_WHAT THE TASK ASKS:_
Exactly reproduce the lines beginning with the line that includes "of the house" and ending with the last line of the data.

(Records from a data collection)
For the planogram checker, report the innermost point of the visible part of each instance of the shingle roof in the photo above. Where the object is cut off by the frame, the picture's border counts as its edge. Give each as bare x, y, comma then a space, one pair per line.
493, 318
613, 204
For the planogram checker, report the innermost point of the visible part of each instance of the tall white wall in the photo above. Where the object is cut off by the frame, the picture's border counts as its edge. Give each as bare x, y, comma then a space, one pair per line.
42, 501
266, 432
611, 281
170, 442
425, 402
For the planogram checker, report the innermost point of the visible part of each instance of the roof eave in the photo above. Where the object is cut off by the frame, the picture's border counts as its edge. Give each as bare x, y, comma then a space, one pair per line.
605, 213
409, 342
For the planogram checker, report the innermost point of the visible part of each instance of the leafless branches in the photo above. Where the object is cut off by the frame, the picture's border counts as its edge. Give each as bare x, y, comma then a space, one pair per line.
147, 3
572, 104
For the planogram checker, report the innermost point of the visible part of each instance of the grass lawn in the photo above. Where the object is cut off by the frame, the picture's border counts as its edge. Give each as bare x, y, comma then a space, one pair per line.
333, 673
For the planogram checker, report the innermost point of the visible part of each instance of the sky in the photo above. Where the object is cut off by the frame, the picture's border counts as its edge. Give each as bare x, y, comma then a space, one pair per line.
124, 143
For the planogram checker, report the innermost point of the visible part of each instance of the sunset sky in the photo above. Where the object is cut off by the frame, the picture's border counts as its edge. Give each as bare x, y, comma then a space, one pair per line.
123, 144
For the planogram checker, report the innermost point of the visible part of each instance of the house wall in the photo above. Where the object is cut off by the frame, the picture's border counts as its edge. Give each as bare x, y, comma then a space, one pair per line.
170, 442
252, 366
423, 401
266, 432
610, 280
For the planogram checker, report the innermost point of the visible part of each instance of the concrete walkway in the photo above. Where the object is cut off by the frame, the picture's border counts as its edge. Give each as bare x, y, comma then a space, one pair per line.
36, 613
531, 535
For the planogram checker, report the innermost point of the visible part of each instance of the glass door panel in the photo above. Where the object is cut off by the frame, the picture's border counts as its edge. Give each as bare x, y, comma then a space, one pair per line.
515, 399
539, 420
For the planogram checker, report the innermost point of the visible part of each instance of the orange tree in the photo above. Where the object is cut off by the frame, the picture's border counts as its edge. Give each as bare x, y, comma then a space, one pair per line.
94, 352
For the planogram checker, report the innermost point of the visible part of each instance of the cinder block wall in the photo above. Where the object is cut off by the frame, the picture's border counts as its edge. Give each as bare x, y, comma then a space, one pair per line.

_ANSWER FOR THE TASK:_
For the planogram checker, report the innermost point of the visible part of each instance of the house wall in the photo above. Where the object is cut off by the frame, the picture's border counts as its edge. Give each as bare x, y, comma then a space, one pair per line.
170, 442
252, 366
423, 401
266, 432
610, 280
For the planogram checker, report the innermost point of the visible part of each instance of the concrete walkway in the photo above. Where the object is cut off by the frame, the picture's border counts as its edge. Give each as bare x, y, comma then a space, one pair per line.
36, 613
531, 535
For the planogram checker, report the innermost point of the visible part of each instance of the glass door panel in the photo above. Where the object is cut off by the frame, the picture's border counts as its edge. Give each as bare x, y, comma then a space, one pair per line.
515, 399
539, 420
For the planogram checker, report the innermost point of the visible part of each instance of the orange tree in the photo above. Where the object is cut off by the frame, the picture's border counts as its edge. Give each as bare x, y, comma then a space, one pair per line.
94, 352
For the planogram checker, report the innermost point of the visible part of each instance of the cinder block wall in the photo above. Where the object is cut off by the frame, the picture's border counts as its edge. Give each as bare x, y, comma then a space, one pair per line.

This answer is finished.